#### [Task instructions]
Find each line below that includes "hand", then copy it.

=== Data provided ===

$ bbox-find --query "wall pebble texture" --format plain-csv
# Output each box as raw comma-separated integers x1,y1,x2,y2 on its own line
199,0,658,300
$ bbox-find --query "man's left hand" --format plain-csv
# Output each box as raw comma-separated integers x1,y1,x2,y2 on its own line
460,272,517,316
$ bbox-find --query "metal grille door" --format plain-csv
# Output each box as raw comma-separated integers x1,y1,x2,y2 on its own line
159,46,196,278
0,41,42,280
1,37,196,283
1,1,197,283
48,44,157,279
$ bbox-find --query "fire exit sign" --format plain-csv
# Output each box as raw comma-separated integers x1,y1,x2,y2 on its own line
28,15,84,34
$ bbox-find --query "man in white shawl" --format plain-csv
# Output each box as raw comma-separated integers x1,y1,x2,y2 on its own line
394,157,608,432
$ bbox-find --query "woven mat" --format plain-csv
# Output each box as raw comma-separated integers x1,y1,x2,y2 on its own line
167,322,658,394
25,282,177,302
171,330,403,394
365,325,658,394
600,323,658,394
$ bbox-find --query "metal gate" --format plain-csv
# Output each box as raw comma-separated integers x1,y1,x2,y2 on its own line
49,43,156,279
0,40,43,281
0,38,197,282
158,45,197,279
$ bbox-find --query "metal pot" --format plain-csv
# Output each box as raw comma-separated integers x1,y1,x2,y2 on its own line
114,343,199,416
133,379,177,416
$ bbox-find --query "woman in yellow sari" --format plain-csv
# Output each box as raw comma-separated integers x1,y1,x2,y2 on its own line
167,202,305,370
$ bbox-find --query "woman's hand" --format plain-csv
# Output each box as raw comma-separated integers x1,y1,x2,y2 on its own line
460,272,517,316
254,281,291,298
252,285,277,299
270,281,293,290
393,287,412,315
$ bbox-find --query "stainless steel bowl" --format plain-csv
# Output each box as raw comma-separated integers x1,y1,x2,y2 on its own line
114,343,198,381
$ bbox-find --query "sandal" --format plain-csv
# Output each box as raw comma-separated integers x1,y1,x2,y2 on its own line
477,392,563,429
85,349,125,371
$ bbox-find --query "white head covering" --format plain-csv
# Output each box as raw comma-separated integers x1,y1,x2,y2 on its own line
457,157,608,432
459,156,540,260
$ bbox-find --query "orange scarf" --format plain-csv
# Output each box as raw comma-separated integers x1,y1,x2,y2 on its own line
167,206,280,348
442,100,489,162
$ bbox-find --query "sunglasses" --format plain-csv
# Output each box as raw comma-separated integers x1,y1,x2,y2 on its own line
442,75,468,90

===

#### [Response area]
$ bbox-find --query "man's left hand" --format plain-csv
$ bbox-find --query "woman's hand" --format plain-csv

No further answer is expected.